▶ **Reading passage**:
-- Begin --

Let's expand on @Chiral Anomaly's answer via taking a look at a concrete example.
In 2D, one would have the traceless property:
$$
\sum_\mu\gamma^\mu\gamma^\sigma\gamma_\mu = 0
$$
which can be verified easily, e.g.
$$
\sum_\mu\gamma^\mu\gamma^0\gamma_\mu=\gamma^0\gamma^0\gamma_0 + \gamma^1\gamma^0\gamma_1 = (\gamma^0\gamma_0)\gamma^0 - (\gamma^1\gamma_1)\gamma^0= \gamma^0- \gamma^0 = 0
$$
This identity is representation-independent, since it only invokes the anti-commuting properties of the Gamma matrices. The identity can be extended to any vector $l = \sum_\sigma l_\sigma \gamma^\sigma$:
$$
\sum_\mu\gamma^\mu l\gamma_\mu = 0
$$
The identity implies that the QED vacuum polarization is traceless:
$$
\sum_{\mu\nu}\Pi^{\mu\nu}(p)g_{{\mu\nu}} \sim \sum_{\mu\nu}\int_l Tr\left(\gamma^\mu\frac{1}{\not l}\gamma^\nu\frac{1}{\not l+\not p}\right)g_{{\mu\nu}} = \int_l \frac{Tr\left(\sum_{\mu}\gamma^\mu{\not l}\gamma_\mu({\not l+\not p})\right)}{l^2(l+p)^2} = 0
$$
But for 2D massless QED (Schwinger model), it turns out that a Ward identity compatible vacuum polarization is NOT traceless
$$
\sum_{\mu\nu}\Pi^{\mu\nu}(p)g_{{\mu\nu}} \sim \sum_{\mu\nu}(g^{{\mu\nu}} - \frac{p^\mu p^\nu}{p^2})g_{{\mu\nu}} = 2 - \frac{p^2}{p^2} = 1 \neq 0
$$
Confused? Welcome to the wonderful QFT club which is purportedly self-consistent!
Hint:
$$
0*\infty \neq 0
$$
Infinities and dimensional regularization can do magic whereby Ward identity
$$
\sum_{\nu}p_\nu \Pi^{\mu\nu}(p) \sim p^{{\mu}} - \frac{p^\mu p^2}{p^2}=0
$$
is preserved at the cost of tracelessness.

-- End --

▶ **Stated problem A**: Show every line of the records that contains the string "princess". Case counts.
The records that follow this post are unrelated to it.

▶ **Entries shown**:
-- Begin --

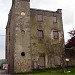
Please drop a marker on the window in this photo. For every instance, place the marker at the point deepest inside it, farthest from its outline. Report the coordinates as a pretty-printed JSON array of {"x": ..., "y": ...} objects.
[
  {"x": 22, "y": 53},
  {"x": 54, "y": 19},
  {"x": 55, "y": 34},
  {"x": 39, "y": 17},
  {"x": 40, "y": 33}
]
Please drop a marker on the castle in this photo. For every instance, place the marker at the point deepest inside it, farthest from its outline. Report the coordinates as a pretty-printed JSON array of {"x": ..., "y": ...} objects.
[{"x": 34, "y": 38}]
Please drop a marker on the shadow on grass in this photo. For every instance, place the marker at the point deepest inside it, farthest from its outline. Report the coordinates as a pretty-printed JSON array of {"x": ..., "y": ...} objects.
[{"x": 59, "y": 70}]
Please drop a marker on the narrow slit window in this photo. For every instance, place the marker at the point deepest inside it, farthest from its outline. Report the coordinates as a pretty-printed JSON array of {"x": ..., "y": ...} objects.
[
  {"x": 40, "y": 33},
  {"x": 55, "y": 34},
  {"x": 39, "y": 17}
]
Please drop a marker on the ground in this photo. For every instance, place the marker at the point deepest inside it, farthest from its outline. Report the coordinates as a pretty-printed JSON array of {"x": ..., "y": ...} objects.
[{"x": 52, "y": 71}]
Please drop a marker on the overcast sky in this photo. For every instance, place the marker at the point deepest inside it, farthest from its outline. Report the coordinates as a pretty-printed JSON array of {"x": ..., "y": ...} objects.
[{"x": 67, "y": 7}]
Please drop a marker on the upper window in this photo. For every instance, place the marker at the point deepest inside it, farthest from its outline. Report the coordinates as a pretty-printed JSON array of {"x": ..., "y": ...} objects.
[
  {"x": 55, "y": 34},
  {"x": 40, "y": 33},
  {"x": 54, "y": 19},
  {"x": 39, "y": 17}
]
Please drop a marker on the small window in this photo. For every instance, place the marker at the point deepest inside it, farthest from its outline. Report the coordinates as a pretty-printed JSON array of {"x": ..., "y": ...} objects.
[
  {"x": 40, "y": 33},
  {"x": 23, "y": 54},
  {"x": 39, "y": 17},
  {"x": 55, "y": 34},
  {"x": 54, "y": 19}
]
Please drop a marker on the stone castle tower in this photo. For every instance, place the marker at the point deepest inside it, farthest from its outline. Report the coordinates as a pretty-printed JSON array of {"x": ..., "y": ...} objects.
[{"x": 34, "y": 38}]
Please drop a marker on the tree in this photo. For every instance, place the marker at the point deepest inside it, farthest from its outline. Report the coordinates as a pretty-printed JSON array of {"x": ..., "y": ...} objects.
[{"x": 70, "y": 46}]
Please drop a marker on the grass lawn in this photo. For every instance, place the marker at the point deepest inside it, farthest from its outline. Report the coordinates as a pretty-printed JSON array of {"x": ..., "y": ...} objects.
[{"x": 57, "y": 71}]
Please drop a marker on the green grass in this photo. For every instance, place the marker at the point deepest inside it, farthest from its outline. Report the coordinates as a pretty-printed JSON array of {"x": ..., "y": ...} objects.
[{"x": 52, "y": 71}]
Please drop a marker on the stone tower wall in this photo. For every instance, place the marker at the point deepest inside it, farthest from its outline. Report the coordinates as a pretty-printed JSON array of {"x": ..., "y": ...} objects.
[{"x": 22, "y": 53}]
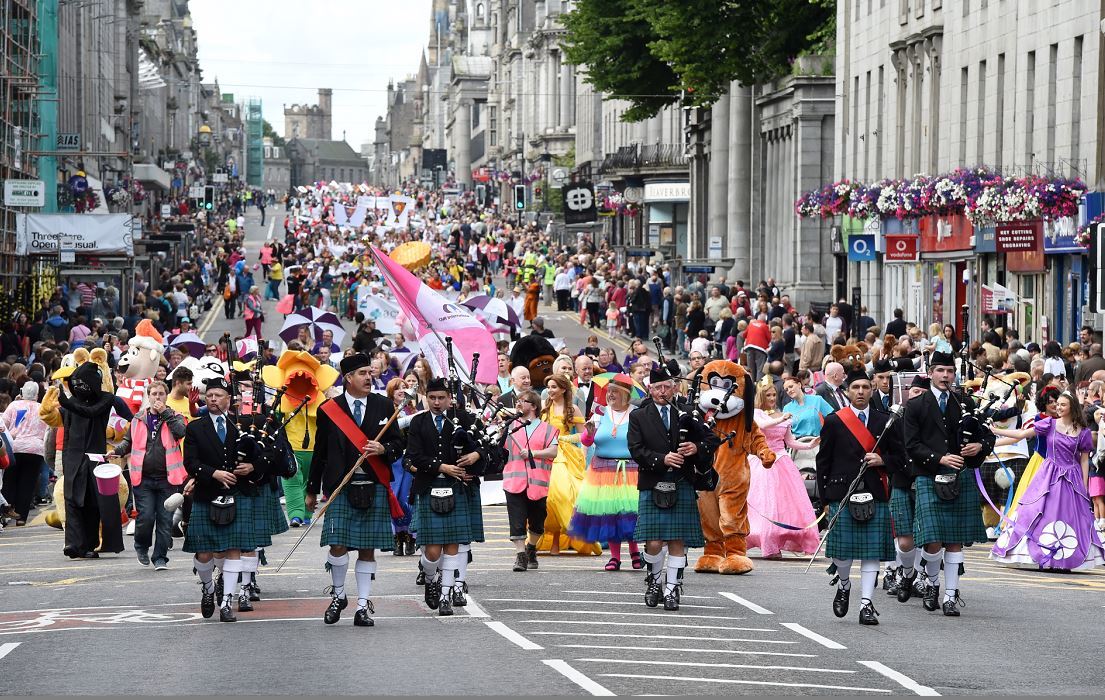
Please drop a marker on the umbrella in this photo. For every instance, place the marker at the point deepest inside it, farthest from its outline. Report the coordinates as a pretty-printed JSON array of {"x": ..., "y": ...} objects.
[
  {"x": 604, "y": 378},
  {"x": 316, "y": 320},
  {"x": 188, "y": 343},
  {"x": 412, "y": 256},
  {"x": 492, "y": 307}
]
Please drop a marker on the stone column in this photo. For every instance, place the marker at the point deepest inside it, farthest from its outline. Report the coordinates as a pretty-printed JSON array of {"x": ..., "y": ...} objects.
[
  {"x": 463, "y": 129},
  {"x": 718, "y": 173},
  {"x": 739, "y": 186}
]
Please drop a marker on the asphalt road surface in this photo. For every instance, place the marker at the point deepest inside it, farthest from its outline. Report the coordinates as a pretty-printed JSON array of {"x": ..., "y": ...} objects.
[{"x": 112, "y": 626}]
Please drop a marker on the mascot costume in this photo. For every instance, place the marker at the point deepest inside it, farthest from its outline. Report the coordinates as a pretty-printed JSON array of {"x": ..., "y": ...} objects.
[
  {"x": 303, "y": 378},
  {"x": 724, "y": 512}
]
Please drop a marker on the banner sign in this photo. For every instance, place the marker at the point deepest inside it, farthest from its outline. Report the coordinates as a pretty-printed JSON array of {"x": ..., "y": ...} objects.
[{"x": 38, "y": 233}]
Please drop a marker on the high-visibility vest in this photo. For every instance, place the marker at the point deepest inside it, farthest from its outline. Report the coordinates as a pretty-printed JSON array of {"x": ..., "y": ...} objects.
[
  {"x": 518, "y": 476},
  {"x": 174, "y": 458}
]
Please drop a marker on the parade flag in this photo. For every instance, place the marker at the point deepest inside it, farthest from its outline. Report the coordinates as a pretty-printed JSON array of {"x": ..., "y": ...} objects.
[{"x": 435, "y": 317}]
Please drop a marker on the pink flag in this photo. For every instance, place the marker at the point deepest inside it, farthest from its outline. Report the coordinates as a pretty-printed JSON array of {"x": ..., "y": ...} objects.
[{"x": 434, "y": 317}]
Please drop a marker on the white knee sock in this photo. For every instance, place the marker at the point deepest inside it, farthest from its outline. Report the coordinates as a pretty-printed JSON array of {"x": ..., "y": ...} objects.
[
  {"x": 951, "y": 562},
  {"x": 203, "y": 571},
  {"x": 869, "y": 574},
  {"x": 365, "y": 572},
  {"x": 844, "y": 572},
  {"x": 339, "y": 566},
  {"x": 675, "y": 566}
]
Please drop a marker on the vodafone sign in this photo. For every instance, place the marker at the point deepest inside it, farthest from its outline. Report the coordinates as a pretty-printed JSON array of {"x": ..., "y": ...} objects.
[{"x": 902, "y": 248}]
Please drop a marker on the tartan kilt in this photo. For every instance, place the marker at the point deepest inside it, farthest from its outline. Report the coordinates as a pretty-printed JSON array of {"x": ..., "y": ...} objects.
[
  {"x": 851, "y": 540},
  {"x": 679, "y": 522},
  {"x": 348, "y": 526},
  {"x": 948, "y": 522},
  {"x": 475, "y": 513},
  {"x": 454, "y": 528},
  {"x": 203, "y": 535},
  {"x": 902, "y": 507}
]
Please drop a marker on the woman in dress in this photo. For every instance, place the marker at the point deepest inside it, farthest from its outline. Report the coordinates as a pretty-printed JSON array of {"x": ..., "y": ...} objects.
[
  {"x": 1053, "y": 526},
  {"x": 606, "y": 510},
  {"x": 778, "y": 494},
  {"x": 568, "y": 468}
]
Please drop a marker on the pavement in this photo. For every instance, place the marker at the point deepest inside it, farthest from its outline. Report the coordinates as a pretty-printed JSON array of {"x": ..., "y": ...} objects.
[{"x": 111, "y": 626}]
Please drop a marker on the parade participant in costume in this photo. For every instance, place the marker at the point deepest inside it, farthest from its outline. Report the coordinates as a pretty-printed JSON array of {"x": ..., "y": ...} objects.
[
  {"x": 442, "y": 458},
  {"x": 778, "y": 493},
  {"x": 606, "y": 510},
  {"x": 725, "y": 510},
  {"x": 568, "y": 468},
  {"x": 947, "y": 516},
  {"x": 864, "y": 531},
  {"x": 530, "y": 449},
  {"x": 1053, "y": 526},
  {"x": 157, "y": 471},
  {"x": 223, "y": 520},
  {"x": 667, "y": 513},
  {"x": 304, "y": 377},
  {"x": 358, "y": 516}
]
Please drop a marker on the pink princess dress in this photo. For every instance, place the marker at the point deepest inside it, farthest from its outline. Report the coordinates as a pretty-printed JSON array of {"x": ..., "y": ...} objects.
[{"x": 779, "y": 494}]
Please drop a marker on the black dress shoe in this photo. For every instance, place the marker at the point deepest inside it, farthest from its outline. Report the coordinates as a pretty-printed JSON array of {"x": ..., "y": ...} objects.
[
  {"x": 932, "y": 597},
  {"x": 334, "y": 610},
  {"x": 867, "y": 614},
  {"x": 840, "y": 602},
  {"x": 652, "y": 591},
  {"x": 227, "y": 615},
  {"x": 906, "y": 586},
  {"x": 207, "y": 604}
]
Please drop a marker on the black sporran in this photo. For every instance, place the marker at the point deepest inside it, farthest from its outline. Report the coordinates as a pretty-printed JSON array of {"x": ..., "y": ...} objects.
[{"x": 222, "y": 510}]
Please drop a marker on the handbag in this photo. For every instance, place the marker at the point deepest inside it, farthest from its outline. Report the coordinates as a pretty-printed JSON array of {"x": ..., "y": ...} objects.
[
  {"x": 222, "y": 510},
  {"x": 947, "y": 487},
  {"x": 360, "y": 492},
  {"x": 664, "y": 494},
  {"x": 442, "y": 500},
  {"x": 862, "y": 507}
]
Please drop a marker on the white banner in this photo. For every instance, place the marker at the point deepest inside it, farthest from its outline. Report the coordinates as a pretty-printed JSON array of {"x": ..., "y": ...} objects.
[{"x": 80, "y": 232}]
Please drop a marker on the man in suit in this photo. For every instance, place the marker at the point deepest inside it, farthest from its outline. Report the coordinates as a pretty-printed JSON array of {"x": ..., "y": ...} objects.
[
  {"x": 665, "y": 461},
  {"x": 946, "y": 521},
  {"x": 358, "y": 518},
  {"x": 832, "y": 388},
  {"x": 848, "y": 440}
]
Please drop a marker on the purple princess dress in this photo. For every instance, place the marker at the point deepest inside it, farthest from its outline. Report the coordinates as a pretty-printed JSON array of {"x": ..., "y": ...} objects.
[{"x": 1053, "y": 524}]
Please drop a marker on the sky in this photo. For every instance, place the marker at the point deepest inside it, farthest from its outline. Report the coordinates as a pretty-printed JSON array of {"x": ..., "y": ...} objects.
[{"x": 283, "y": 52}]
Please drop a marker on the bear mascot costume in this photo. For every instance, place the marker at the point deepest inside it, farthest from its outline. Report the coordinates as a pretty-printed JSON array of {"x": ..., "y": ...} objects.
[{"x": 727, "y": 390}]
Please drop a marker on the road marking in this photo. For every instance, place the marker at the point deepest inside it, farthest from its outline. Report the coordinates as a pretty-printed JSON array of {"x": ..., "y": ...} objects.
[
  {"x": 629, "y": 624},
  {"x": 809, "y": 634},
  {"x": 902, "y": 679},
  {"x": 473, "y": 608},
  {"x": 707, "y": 665},
  {"x": 577, "y": 678},
  {"x": 708, "y": 607},
  {"x": 526, "y": 609},
  {"x": 748, "y": 604},
  {"x": 600, "y": 634},
  {"x": 513, "y": 636},
  {"x": 746, "y": 682},
  {"x": 700, "y": 650}
]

-- End --

▶ **Stated problem B**: Summarize the post in two sentences.

▶ **Written answer A**:
Please drop a marker on the pink princess dress in this photo. For every instance, place the marker at the point deepest inside it, farthest from its outline. Report the coordinates as a pretty-printed JSON array of {"x": ..., "y": ...} objects.
Please drop a marker on the purple princess dress in this photo. For every instance, place the marker at the point deepest inside it, farthest from its outline. Report the coordinates as a pretty-printed JSON array of {"x": ..., "y": ...} objects.

▶ **Written answer B**: In 2D, the anti-commuting properties of the gamma matrices make the sum of γ^μ l γ_μ vanish for any vector l, which implies that the QED vacuum polarization is traceless. Yet for 2D massless QED (the Schwinger model), a vacuum polarization compatible with the Ward identity is not traceless, and the post hints that infinities and dimensional regularization preserve the Ward identity at the cost of tracelessness.